Work request A: In the urgent care article, what out-of-pocket maximums does HHS recommend for 2017?
Work request B: Reproduce word for word the part of the urgent care article that opens with the words containing "The patients’ out" and closes with "in these settings.".

Text passage:
--------------------------------

Why urgent care centers need to up their IT game

To get repeat business, clinics need to improve operational efficiency, says Tom Furr.


After a long day of meetings in New York’s Upper West Side, I took a walk at the end of the day. Ironically, after a long day of healthcare strategy discussions, what I noticed on that walk was striking evidence of the new direction in primary care. Storefronts that had housed yogurt shops, clothing boutiques and branch offices of banks now were occupied by walk-in urgent care facilities. In fact, I saw competing clinics on opposite street corners, reminiscent of the gas station wars of decades ago.

Most of us understand what’s behind this explosion of readily available healthcare. The Affordable Care Act has brought millions of new patients into the system, and Medicare usage is growing dramatically, thanks to Baby Boomers.. As a result, primary care availability is inadequate. And waiting times at emergency departments have lengthened to the point that most patients can no longer tolerate the wait for care.

The patients’ out of pocket payments are growing at an alarming clip. The Department of Health and Human Services recently issued new rules on employer-sponsored health plan out-of-pocket (OOP) limits just weeks ago. For 2017, the new HHS recommended maximums for out-of-pocket expenditures are $7,150 for individuals and $14,300 for families, up from the existing levels of $6,850 and $13,700 for individuals and families, respectively.

But more is involved than cost. Several consumers surveys have clearly shown that consumers have a keen desire for high-quality care offered with greater cost-efficiency in these settings.

To be clear, cost-efficiency needs to straddle the clinical and business sides of any urgent care operation. Information technology is an enabler of quality care in these settings, although it’s difficult to find technology that’s both affordable and appropriate to urgent care.

For example, electronic health records systems may be overkill in an urgent care setting, so it may be more appropriate for physicians who have banded together to run a chain of centers to make use of a cloud-based solution. Delays at the reception desk hurt patient satisfaction and create a bottleneck in patient flow, operational and financial efficiency, and that’s something that IT can help as well.

In looking at this growing niche, I see more attention being paid to quality care, with less going to cost-efficiency, and that’s a problem. Regardless of who operates the urgent care center, if the consumer has a positive experience, it can all unravel if the proverbial last mile of healthcare looks the same as the time-wasting, frustrating, disheartening experience they have in doctors’ offices, ERs or hospitals. Patients’ bills carry the same shock, especially if they make no sense; particularly given consumers’ large out of pocket portions. That is a guarantee for exasperatingly slow payment.

--------------------------------

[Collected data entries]

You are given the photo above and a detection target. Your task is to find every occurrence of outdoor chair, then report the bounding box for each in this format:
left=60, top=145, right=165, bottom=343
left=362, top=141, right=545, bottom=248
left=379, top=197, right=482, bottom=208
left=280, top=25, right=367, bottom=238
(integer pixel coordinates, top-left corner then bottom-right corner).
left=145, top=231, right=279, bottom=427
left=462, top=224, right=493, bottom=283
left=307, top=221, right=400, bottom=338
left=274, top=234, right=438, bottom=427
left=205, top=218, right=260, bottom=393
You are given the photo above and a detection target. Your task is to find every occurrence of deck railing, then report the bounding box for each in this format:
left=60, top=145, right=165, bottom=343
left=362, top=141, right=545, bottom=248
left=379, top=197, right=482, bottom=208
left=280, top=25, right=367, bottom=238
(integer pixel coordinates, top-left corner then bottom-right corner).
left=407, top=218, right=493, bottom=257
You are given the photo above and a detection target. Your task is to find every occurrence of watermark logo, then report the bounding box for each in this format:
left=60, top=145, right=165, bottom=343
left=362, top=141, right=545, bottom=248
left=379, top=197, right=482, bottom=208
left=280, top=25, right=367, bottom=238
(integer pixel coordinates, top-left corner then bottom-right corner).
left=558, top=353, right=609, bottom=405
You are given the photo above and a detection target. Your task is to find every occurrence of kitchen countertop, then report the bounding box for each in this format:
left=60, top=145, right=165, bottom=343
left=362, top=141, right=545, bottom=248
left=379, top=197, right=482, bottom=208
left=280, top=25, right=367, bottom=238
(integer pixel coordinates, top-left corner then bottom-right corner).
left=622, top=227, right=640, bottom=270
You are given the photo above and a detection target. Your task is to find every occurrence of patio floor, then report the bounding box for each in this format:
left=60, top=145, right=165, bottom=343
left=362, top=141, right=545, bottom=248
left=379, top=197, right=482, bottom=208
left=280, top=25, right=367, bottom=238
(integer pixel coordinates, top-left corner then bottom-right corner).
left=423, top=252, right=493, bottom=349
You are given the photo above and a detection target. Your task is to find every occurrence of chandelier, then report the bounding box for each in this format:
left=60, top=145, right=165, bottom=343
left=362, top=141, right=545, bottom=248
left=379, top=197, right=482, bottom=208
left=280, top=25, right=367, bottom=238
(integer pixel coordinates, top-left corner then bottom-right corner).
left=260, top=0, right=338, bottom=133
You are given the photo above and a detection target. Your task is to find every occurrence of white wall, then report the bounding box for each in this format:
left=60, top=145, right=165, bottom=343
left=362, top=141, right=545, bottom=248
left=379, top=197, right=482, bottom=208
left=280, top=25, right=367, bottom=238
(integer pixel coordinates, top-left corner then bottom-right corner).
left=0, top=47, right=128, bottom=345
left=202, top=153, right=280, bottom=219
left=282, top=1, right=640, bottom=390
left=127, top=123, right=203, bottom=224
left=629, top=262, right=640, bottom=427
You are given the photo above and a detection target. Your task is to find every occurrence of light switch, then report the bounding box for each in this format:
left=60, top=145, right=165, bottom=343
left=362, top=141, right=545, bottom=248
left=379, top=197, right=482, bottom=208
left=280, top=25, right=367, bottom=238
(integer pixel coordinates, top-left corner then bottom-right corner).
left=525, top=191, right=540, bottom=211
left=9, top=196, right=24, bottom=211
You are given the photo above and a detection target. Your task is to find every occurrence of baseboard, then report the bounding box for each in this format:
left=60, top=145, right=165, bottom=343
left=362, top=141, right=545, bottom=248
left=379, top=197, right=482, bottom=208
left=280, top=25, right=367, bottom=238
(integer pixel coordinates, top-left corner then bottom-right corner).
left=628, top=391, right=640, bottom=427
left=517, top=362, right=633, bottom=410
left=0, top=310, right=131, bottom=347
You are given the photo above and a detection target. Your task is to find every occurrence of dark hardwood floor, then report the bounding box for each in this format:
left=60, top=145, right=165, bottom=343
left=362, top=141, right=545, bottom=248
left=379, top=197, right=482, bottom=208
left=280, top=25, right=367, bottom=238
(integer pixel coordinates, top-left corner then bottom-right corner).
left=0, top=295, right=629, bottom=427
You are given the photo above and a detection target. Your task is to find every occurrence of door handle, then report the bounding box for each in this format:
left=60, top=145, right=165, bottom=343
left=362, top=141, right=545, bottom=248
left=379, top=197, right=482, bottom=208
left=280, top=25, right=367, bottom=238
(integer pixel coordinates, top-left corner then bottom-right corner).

--------------------------------

Written answer A: $7,150 for individuals and $14,300 for families.

Written answer B:
The patients’ out of pocket payments are growing at an alarming clip. The Department of Health and Human Services recently issued new rules on employer-sponsored health plan out-of-pocket (OOP) limits just weeks ago. For 2017, the new HHS recommended maximums for out-of-pocket expenditures are $7,150 for individuals and $14,300 for families, up from the existing levels of $6,850 and $13,700 for individuals and families, respectively.

But more is involved than cost. Several consumers surveys have clearly shown that consumers have a keen desire for high-quality care offered with greater cost-efficiency in these settings.